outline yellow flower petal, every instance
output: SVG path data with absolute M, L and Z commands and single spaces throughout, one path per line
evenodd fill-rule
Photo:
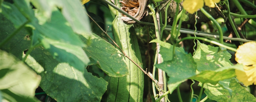
M 205 3 L 205 5 L 211 7 L 215 7 L 215 3 L 218 3 L 220 0 L 204 0 Z
M 90 0 L 81 0 L 82 1 L 82 4 L 84 4 L 90 1 Z
M 256 84 L 256 42 L 249 42 L 239 46 L 235 59 L 244 65 L 244 72 L 236 70 L 236 78 L 244 85 Z
M 193 14 L 204 6 L 203 0 L 185 0 L 183 2 L 184 9 L 190 14 Z
M 256 64 L 256 42 L 249 42 L 239 46 L 235 59 L 244 65 Z

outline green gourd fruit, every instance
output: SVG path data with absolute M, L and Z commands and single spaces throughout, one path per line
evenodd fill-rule
M 127 25 L 118 15 L 112 23 L 114 40 L 125 53 L 143 68 L 137 35 L 133 25 Z M 117 48 L 117 47 L 116 47 Z M 108 90 L 108 102 L 142 102 L 144 73 L 136 65 L 125 57 L 129 74 L 123 77 L 110 77 Z

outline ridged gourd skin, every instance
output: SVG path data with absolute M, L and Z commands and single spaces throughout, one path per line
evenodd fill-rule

- Written request
Reproduce all of the lines above word for word, leaving out the picture.

- Result of this task
outline yellow flower petal, every instance
output: SVG path data with absolute M, L and Z commands and single spaces throughout, one path per line
evenodd fill-rule
Photo:
M 205 3 L 205 5 L 211 7 L 215 7 L 215 3 L 218 3 L 220 0 L 204 0 Z
M 90 0 L 81 0 L 82 1 L 82 4 L 84 4 L 90 1 Z
M 256 84 L 256 42 L 249 42 L 239 46 L 235 59 L 244 65 L 244 72 L 236 70 L 236 78 L 244 85 Z
M 193 14 L 204 6 L 203 0 L 185 0 L 183 2 L 184 9 L 190 14 Z
M 256 64 L 256 42 L 249 42 L 239 46 L 235 59 L 244 65 Z

outline green gourd fruit, every instance
output: SVG path data with absolute M, L and Z commands and single spaces throughout, one path per line
evenodd fill-rule
M 127 25 L 118 15 L 112 23 L 114 40 L 125 53 L 143 68 L 137 35 L 133 25 Z M 117 48 L 117 47 L 116 47 Z M 108 90 L 108 102 L 142 102 L 144 73 L 136 65 L 125 57 L 129 74 L 123 77 L 110 77 Z

outline ridged gourd skin, every instance
output: SVG path data with absolute M, L and Z commands and single spaces throughout, one path per line
evenodd fill-rule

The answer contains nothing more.